[Stored data]
● ● ● ●

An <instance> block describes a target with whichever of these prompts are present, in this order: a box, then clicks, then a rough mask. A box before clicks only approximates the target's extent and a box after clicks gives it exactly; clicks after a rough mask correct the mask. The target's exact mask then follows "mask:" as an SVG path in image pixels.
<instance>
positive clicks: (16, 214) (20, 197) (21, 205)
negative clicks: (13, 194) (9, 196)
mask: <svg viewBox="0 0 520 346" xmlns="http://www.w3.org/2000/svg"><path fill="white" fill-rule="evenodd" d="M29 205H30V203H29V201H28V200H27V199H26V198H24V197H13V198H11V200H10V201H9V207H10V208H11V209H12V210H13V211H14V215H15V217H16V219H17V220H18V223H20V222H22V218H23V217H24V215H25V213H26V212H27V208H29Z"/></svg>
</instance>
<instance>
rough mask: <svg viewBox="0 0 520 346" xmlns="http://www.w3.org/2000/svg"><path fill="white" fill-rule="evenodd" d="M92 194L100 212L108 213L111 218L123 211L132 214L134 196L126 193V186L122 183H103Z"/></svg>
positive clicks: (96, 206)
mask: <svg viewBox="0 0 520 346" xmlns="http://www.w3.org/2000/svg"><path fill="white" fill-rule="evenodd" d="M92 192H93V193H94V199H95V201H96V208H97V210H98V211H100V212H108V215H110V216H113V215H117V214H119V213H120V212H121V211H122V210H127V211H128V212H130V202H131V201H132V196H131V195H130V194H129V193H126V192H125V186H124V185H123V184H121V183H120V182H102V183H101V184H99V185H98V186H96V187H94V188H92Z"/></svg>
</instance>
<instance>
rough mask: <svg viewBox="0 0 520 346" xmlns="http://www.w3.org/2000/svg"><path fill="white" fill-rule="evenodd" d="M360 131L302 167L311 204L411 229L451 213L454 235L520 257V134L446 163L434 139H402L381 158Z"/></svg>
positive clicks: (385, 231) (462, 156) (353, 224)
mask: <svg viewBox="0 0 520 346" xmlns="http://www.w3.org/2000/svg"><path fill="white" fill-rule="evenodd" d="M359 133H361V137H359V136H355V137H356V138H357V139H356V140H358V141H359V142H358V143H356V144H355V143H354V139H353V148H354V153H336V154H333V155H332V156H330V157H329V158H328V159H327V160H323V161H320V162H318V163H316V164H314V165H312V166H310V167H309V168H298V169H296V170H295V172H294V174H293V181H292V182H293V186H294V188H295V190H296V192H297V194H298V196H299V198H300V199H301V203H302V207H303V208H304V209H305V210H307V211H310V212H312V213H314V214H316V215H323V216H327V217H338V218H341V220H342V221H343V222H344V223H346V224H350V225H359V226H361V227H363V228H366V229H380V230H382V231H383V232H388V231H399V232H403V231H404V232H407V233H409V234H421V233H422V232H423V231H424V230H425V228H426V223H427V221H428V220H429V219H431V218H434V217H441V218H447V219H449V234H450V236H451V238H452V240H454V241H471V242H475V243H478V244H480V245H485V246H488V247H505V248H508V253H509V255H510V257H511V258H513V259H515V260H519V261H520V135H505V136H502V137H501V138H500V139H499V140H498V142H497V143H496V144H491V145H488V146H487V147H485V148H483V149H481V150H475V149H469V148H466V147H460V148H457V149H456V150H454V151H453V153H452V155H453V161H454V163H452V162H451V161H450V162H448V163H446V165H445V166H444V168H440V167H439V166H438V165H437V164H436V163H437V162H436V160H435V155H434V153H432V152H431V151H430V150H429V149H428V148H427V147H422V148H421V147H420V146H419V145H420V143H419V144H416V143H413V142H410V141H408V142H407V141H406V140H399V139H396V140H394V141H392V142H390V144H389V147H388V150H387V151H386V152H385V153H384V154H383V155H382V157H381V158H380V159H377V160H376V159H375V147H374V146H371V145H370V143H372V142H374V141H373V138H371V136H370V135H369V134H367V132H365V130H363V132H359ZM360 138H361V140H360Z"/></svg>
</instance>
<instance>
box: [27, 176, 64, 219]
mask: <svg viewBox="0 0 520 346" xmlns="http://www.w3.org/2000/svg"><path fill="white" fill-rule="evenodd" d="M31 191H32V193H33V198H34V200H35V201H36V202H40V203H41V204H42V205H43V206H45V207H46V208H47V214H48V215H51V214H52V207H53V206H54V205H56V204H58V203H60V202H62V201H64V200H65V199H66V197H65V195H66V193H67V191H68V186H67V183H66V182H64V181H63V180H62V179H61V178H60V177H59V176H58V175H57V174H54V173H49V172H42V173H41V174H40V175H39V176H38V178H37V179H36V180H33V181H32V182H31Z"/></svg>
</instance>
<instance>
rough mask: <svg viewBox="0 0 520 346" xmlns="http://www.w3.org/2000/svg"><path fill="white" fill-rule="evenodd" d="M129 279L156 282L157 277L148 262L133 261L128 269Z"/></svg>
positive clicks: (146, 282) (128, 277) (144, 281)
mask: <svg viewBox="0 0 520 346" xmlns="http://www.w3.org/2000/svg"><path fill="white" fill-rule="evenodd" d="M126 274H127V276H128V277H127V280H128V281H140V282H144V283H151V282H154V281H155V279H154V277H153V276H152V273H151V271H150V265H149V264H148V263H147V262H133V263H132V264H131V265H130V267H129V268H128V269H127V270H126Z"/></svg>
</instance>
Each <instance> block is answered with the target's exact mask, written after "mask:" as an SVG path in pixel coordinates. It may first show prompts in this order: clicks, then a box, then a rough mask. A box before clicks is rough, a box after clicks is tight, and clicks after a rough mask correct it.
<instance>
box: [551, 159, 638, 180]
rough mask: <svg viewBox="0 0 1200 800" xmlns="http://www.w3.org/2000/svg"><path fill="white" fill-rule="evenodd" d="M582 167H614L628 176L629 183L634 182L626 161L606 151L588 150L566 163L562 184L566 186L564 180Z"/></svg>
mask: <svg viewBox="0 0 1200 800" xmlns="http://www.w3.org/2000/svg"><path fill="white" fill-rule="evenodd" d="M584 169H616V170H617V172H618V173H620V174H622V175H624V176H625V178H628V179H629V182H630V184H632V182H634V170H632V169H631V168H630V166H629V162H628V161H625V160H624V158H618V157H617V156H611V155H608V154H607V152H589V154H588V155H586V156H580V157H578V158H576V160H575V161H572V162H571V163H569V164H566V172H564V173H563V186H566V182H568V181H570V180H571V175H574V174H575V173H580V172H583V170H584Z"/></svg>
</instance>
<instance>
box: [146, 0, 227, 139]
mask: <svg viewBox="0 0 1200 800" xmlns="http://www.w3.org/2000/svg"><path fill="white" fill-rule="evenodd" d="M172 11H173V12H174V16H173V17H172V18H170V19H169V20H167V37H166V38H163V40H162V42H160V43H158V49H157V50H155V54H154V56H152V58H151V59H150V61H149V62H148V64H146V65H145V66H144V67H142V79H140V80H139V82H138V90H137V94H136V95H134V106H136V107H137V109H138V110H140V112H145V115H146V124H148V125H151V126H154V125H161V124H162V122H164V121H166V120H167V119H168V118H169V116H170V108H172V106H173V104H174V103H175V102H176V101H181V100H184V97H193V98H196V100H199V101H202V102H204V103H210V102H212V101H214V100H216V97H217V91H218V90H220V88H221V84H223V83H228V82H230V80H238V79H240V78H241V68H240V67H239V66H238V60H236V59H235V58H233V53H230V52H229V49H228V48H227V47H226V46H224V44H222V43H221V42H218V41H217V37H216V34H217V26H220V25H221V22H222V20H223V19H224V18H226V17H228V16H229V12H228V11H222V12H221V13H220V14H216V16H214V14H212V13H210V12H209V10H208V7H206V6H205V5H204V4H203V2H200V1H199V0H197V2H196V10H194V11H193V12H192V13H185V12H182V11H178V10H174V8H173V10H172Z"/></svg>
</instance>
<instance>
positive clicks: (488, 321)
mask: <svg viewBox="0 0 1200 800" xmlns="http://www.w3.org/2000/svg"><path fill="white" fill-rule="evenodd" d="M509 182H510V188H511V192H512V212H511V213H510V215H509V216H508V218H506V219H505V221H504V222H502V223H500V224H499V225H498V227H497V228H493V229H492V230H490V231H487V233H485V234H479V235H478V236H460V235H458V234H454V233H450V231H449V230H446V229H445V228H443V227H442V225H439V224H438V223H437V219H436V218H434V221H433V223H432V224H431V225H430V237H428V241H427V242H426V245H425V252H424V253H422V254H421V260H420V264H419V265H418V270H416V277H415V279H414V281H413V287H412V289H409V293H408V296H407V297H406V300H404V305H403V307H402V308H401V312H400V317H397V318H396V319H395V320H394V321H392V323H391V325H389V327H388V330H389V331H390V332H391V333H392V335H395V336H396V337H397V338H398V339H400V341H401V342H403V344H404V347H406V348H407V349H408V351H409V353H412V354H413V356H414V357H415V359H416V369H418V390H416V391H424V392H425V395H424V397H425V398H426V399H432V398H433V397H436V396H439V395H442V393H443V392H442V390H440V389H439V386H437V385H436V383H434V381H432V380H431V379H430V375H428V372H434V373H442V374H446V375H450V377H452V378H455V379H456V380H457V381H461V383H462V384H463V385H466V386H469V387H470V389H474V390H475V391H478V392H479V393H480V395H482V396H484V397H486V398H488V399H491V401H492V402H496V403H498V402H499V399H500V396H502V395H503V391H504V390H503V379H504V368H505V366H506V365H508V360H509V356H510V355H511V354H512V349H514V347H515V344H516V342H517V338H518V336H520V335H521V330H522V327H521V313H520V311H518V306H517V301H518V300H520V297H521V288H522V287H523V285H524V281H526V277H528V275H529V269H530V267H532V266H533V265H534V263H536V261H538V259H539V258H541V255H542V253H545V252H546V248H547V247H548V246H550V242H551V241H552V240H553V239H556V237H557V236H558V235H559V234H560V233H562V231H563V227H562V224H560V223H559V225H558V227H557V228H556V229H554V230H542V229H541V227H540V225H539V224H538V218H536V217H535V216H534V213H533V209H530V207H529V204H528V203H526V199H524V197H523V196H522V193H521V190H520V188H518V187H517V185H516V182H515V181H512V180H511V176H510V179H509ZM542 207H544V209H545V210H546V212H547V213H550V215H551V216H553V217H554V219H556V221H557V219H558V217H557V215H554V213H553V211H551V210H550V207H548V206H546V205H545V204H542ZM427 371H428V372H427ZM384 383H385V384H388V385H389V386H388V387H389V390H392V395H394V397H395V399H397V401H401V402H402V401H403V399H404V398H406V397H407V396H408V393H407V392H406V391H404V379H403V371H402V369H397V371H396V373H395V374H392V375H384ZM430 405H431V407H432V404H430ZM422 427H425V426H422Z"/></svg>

● ● ● ●

_TASK TO CARRY OUT_
Count the lines above that contain the word "correct". Write only the number.

_OUTPUT OF THE TASK_
2